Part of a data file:
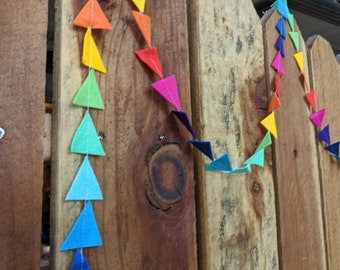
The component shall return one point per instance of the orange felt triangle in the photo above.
(144, 24)
(150, 57)
(274, 103)
(92, 15)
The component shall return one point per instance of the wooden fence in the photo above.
(282, 216)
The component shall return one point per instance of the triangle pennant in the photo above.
(140, 4)
(294, 36)
(85, 185)
(299, 60)
(274, 103)
(279, 46)
(150, 57)
(85, 140)
(144, 24)
(89, 93)
(79, 262)
(183, 117)
(167, 88)
(204, 147)
(256, 159)
(92, 15)
(280, 26)
(269, 124)
(266, 141)
(91, 57)
(311, 99)
(85, 232)
(277, 64)
(317, 117)
(334, 149)
(324, 135)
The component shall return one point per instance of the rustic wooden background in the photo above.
(282, 216)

[What the task requires] Please put every line of the records above into a numbered list, skipping blank lines and leaving the pictures out.

[Answer below]
1. The component shall return one point per instance of the orange felt triangle in the photo above.
2. (144, 24)
3. (150, 57)
4. (274, 103)
5. (92, 15)
6. The component shall return one point per instance of the wooden fence in the photo above.
7. (282, 216)
8. The component shall return one point per instance of the triangle pennant in the photo above.
9. (140, 4)
10. (294, 36)
11. (85, 185)
12. (299, 60)
13. (274, 103)
14. (279, 46)
15. (150, 57)
16. (85, 140)
17. (144, 24)
18. (89, 93)
19. (79, 262)
20. (183, 117)
21. (167, 88)
22. (204, 147)
23. (256, 159)
24. (92, 15)
25. (280, 26)
26. (269, 124)
27. (266, 141)
28. (91, 57)
29. (311, 99)
30. (85, 232)
31. (277, 64)
32. (317, 117)
33. (334, 149)
34. (324, 135)
35. The component shall return one point per instance of the rustic wooden background in the photo above.
36. (282, 216)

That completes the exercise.